Selected text:
Issued for Week of Monday 7/23 thru Sun 7/29
Swell Potential Rating Categories
5 = Good probability for 3 or more days of Significant swell
4 = Good probability for 1-2 days of Significant swell
3 = Good probability for 3 or more days of Utility swell
2 = Good probability for  1-2 days of Utility swell
1 = Good probability for 3 or more days of Impulse or Windswell
0 = Low probability for 1-2 days of Impulse or Windswell   

More Small Southern Hemi Swell for Hawaii
Mostly Windswell for Central CA

 

PACIFIC OVERVIEW
On Tuesday (7/24) Northern CA surf was head high and bumpy. South facing breaks in Santa Cruz were waist high with some bigger sets. Central California surf (Morro Bay) was waist high and junky. Southern CA from Santa Barbara to just north of LA was up to waist high on the sets. The LA Area southward to Orange County was waist high with some chest high sets at the best breaks. Southward from Orange County into San Diego best breaks were waist high. The North Shore of Oahu was flat. The South Shore continued in the waist to occasionally chest high range. The East Shore report was not available.

Set of tasks:
**A.** Copy out the stretch of the records from the line containing "Target: white hanging flower" through the last line of the records, reproducing each line verbatim.
**B.** Continue the surf report from the point where it stops.

Dataset extract:
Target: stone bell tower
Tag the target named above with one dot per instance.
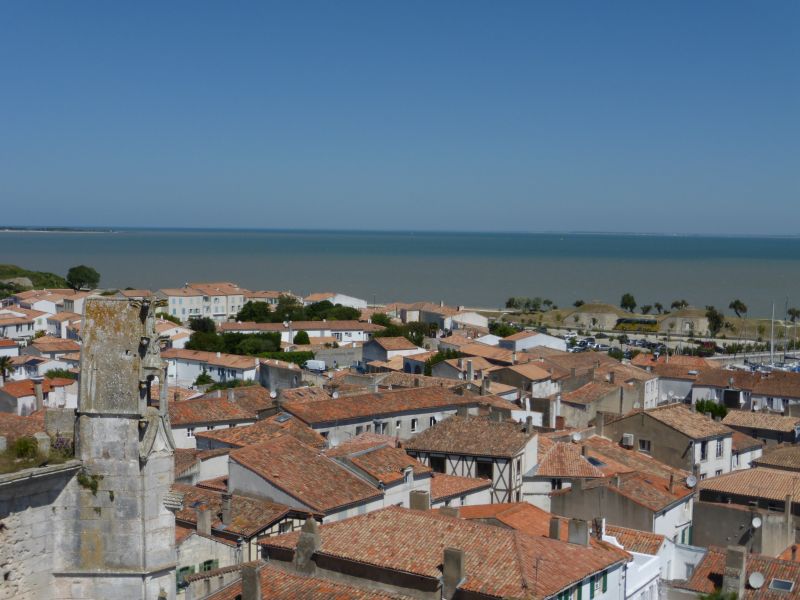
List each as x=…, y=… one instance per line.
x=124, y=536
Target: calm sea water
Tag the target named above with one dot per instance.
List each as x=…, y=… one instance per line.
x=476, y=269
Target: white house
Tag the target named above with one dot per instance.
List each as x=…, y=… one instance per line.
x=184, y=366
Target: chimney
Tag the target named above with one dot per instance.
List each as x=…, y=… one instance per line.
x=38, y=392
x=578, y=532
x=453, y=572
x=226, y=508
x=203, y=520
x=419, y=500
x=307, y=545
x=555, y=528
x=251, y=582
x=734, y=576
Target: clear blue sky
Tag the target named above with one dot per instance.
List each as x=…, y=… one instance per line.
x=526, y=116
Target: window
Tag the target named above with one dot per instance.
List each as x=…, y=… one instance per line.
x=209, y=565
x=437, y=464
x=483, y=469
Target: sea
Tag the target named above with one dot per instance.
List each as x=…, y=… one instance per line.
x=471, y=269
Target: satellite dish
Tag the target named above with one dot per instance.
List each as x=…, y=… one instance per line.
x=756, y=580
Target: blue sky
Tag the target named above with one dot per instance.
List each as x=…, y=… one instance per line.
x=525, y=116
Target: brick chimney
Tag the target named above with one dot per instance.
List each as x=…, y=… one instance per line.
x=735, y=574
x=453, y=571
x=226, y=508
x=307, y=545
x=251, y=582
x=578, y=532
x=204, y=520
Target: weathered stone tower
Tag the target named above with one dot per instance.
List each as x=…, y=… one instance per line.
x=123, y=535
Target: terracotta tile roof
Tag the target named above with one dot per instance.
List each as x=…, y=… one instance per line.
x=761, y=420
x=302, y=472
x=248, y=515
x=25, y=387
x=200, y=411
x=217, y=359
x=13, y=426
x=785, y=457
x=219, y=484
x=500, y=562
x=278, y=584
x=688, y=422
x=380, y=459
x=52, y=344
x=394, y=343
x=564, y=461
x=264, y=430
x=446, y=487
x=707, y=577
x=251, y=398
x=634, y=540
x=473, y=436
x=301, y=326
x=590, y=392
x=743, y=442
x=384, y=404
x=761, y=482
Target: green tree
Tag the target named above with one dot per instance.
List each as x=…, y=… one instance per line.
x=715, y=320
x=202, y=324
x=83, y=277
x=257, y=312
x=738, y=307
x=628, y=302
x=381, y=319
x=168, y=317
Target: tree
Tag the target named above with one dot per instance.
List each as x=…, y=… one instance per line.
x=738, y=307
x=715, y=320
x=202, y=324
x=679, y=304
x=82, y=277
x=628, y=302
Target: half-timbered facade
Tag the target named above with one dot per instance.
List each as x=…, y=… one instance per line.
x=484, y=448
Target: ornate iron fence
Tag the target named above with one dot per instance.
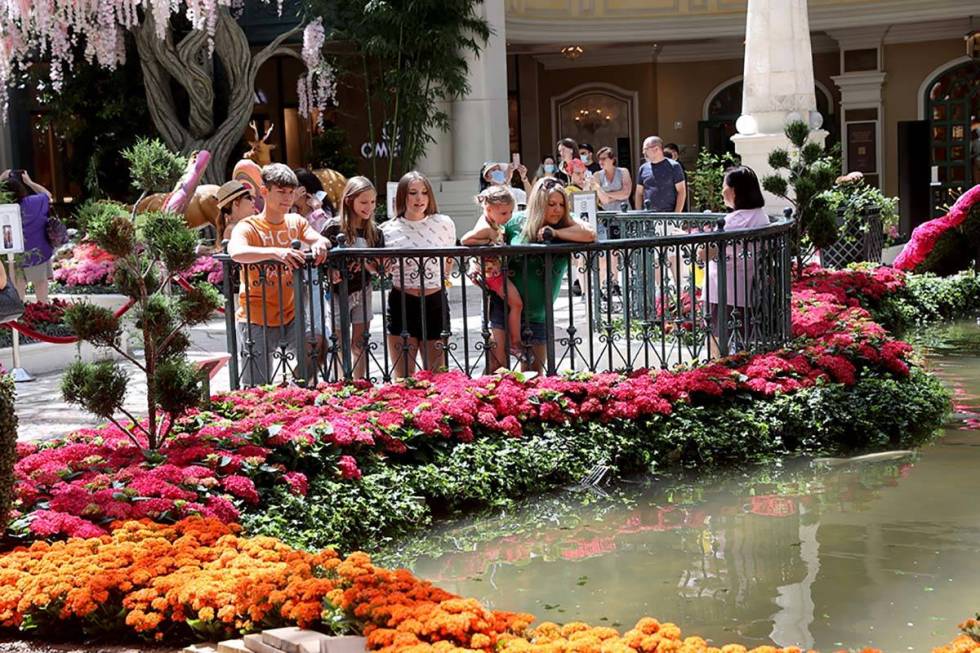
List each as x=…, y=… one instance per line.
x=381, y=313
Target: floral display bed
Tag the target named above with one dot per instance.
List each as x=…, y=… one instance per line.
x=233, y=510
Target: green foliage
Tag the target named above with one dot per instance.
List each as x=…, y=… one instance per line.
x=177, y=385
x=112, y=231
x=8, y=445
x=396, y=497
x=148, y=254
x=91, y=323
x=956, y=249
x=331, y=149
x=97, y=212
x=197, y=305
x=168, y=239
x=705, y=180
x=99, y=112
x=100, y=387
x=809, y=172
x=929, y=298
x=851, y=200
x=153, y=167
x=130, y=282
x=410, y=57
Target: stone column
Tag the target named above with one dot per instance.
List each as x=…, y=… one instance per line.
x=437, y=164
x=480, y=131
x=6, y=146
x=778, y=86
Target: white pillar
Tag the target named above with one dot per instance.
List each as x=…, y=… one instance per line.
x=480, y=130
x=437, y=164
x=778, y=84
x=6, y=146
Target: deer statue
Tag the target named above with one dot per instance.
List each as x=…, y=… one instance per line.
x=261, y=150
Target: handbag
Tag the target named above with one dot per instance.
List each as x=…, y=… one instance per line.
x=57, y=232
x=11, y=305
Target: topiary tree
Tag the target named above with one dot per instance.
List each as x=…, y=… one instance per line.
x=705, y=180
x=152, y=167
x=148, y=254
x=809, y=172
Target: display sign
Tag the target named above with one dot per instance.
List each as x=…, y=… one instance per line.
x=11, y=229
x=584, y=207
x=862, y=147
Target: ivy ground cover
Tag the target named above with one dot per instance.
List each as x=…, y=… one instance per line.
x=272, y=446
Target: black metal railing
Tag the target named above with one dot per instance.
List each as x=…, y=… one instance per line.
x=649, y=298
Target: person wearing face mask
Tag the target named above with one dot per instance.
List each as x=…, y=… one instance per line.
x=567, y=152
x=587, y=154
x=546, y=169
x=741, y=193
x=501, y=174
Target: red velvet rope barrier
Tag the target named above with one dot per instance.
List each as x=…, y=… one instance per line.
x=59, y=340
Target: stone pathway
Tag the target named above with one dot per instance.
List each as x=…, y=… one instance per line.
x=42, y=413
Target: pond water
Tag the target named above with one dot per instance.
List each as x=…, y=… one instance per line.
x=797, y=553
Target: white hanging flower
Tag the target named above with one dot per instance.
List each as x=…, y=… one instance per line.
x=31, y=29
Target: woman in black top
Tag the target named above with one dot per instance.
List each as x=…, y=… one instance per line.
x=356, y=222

Task-by-task results:
**A.**
Target: white hanging flower
Tag the target named above with one dot per instance.
List each as x=…, y=… one instance per line.
x=31, y=29
Target: woman in black top
Tag the target named above with one dot per instance.
List each as x=…, y=… one instance per line.
x=356, y=222

**B.**
North/Central California had a little more northwest windswell with some minimal southern hemi swell underneath. Southern California was getting a mix of northwest windswell and small southern hemi background swell. Hawaii was flat on the North Shore. The South Shore continued to get small southern hemi background swell through the easterly windswell component that has been adding some height to the mix was missing today. The North Pacific is in hibernation for the summer other than high pressure which is helping to generate windswell along the California coast, with more expected in the days ahead. Unfortunately it is to remain outside the Hawaiian swell window for quite a while. The South Pacific has been generally suppressed with no solid swell producing systems occurring for the past week and none on the charts. Still it's not completely calm, with a gale that past well south of Tahiti a week back (7/15) generating 27 ft seas through Wednesday (7/18) mostly east of the Hawaiian swell window and a bit too weak and aimed too easterly to provide much for California. Small south swell for Hawaii mid-week. Another smaller one set up south of Hawaii Fri (7/20) generating 25 ft seas for 24 hours pushing well to the north, good for another round of small swell for late weekend. Yet one more stronger system formed Monday (7/23) generating 28 ft seas over a small area focused best on Hawaii but shadowed by Tahiti relative to the mainland. A little bit of 25 ft energy is expected to push towards California on Wednesday (7/25) then fade. In all Hawaii to continue with something rideable, while the mainland sees little of it. See details below...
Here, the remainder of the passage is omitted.